### Text section ###

WASHINGTON (Reuters) - After more than a decade focused on combating Islamist militancy, Western military planners are once again contemplating potential war between major powers - and how to prevent one happening by accident.
Although the Cold War rivalry with Moscow has never been forgotten, current and former Western officials say Russia's annexation of Crimea has NATO powers tearing up strategic assumptions and grimly considering both conventional and nuclear fights.
As late as March, most NATO powers - with the exception of eastern members such as the Baltic States long worried by Moscow - had assumed Europe itself faced no imminent military threat.
It is still the case that few believe Russia would attack any NATO state, but, in order to deter, Western officials say they must consider and plan for the contingency.
The threat to U.S. allies in the Pacific from a stronger China has also focused military minds on how to contain the risks there, and ensure any localized conflict does not spill over into global war.

### Data provided ###

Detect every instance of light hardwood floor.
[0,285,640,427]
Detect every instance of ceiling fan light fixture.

###

In the article on Western military planning, which event do current and former officials say has led NATO powers to tear up their strategic assumptions?

Russia's annexation of Crimea.